[Data provided]
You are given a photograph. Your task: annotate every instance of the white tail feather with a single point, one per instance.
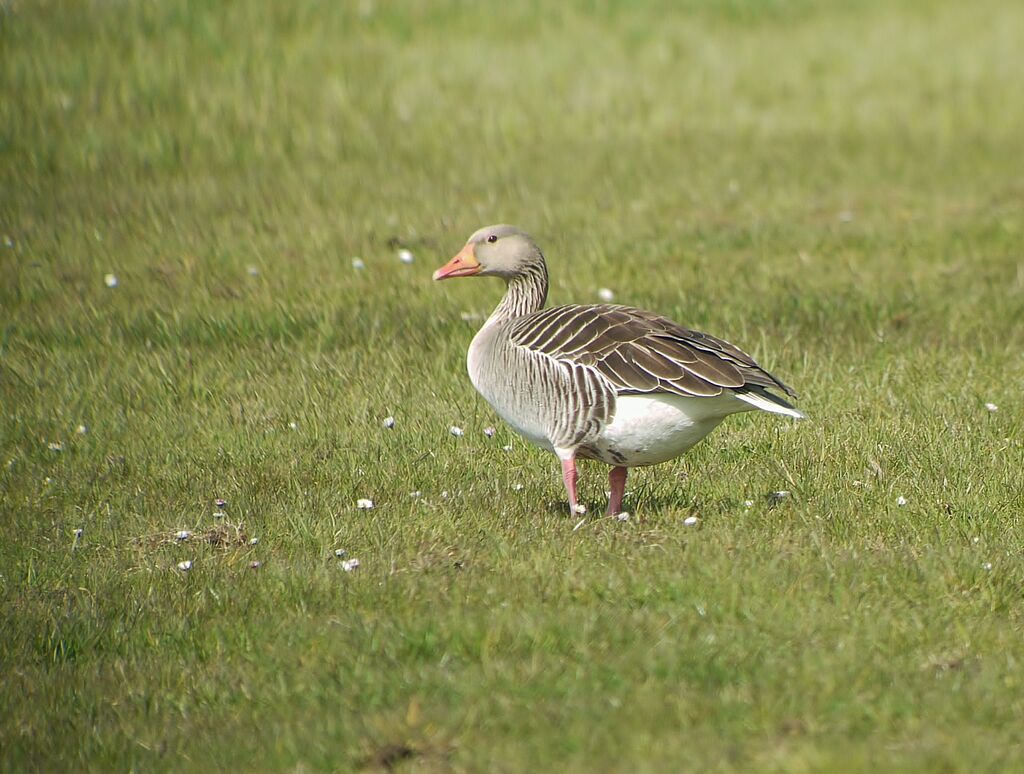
(765, 402)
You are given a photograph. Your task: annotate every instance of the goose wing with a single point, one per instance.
(641, 352)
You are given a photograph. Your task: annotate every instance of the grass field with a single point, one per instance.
(838, 187)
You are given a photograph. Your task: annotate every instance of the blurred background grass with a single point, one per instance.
(834, 186)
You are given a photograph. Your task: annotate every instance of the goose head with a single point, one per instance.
(503, 251)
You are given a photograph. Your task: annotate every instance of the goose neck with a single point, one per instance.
(526, 294)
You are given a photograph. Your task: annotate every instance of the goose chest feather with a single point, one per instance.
(610, 383)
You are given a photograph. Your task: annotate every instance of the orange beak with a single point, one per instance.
(464, 264)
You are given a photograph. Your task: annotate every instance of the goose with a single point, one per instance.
(616, 384)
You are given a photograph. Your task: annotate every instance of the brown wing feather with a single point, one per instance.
(640, 351)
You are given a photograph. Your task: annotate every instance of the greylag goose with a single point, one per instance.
(603, 382)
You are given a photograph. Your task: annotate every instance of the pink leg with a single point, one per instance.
(616, 482)
(569, 476)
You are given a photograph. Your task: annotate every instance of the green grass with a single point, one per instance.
(835, 186)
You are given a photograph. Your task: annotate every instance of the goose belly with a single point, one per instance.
(512, 394)
(652, 429)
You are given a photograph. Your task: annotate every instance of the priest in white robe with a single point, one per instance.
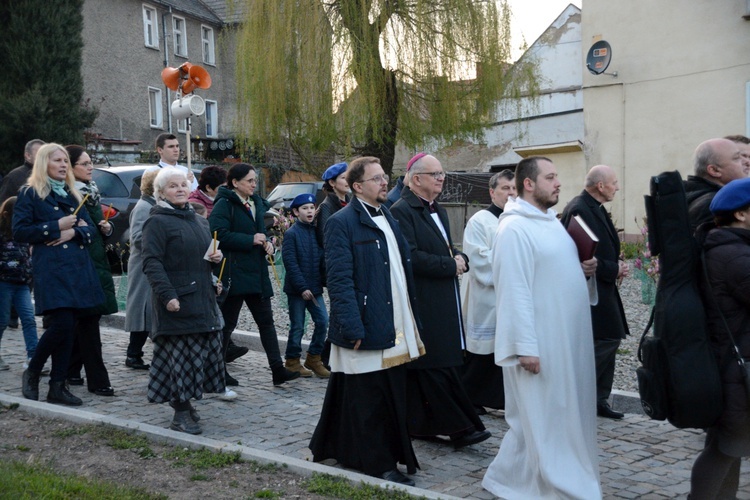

[What the task asks] Repeat the data exactly in full, omitting its pictures.

[Reply to the task]
You are given a photograph. Your task: annotate every instance of the white tail feather with a single point, one per instance.
(765, 402)
You are given a photograph. Your task: annotate every instance of the goose wing with a single point, one per instance.
(641, 352)
You are given a photograph. Your task: annotate every instance of the grass field with a single point, one per instance.
(838, 187)
You are given a photograph. Your task: annotate every instance of the blurred background grass with a single point, one per instance.
(834, 186)
You are given a photograph. Your task: annotate every instance of the goose head with a single point, one per instance.
(503, 251)
You are given a photograph. Your task: annotate every instance of the goose neck with a single point, one per instance.
(526, 294)
You are given a photograph. Your task: annotate every instance of the goose chest feather with a single point, one per instance.
(610, 383)
You are given a photograph. Your task: annotate every instance of the orange beak with a single point, one per instance.
(464, 264)
You are given a photograph. Your task: annotate every instance of the goose with a single point, one per instance.
(616, 384)
You are given a photograph. Your task: annotate every instance of the brown wing feather with a single point, one per instance.
(640, 351)
You are given a photograph. Your task: annotate every instance of the greylag goose with a single point, one per instance.
(603, 382)
You are given a photograph. Your task: annotate every instance of the pink leg with a single point, one per instance.
(616, 482)
(569, 476)
You are given a photograph. Your task: annotate every instance of the green grass with a single point, one per instance.
(835, 186)
You are given a photograph. Your task: annotate every instance of the goose belly with a single point, one per instance.
(512, 394)
(652, 429)
You are given a photograph. Your task: annotate every instance of the priest in white robe with a single point, one per instance.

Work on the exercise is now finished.